### Exercise instructions:
Reproduce every line of the following records verbatim, keeping each character, bracket, and line break unchanged.

### Information provided:
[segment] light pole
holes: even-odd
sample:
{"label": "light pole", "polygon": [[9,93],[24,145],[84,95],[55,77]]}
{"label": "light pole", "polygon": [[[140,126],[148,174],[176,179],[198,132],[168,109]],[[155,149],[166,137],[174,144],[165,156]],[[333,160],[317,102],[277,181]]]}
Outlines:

### Completed exercise:
[segment] light pole
holes: even-odd
sample:
{"label": "light pole", "polygon": [[9,93],[24,145],[84,95],[55,77]]}
{"label": "light pole", "polygon": [[[140,126],[148,174],[176,179],[198,132],[168,109]],[[155,149],[166,137],[174,144],[165,156]],[[333,160],[317,102],[277,181]]]}
Outlines:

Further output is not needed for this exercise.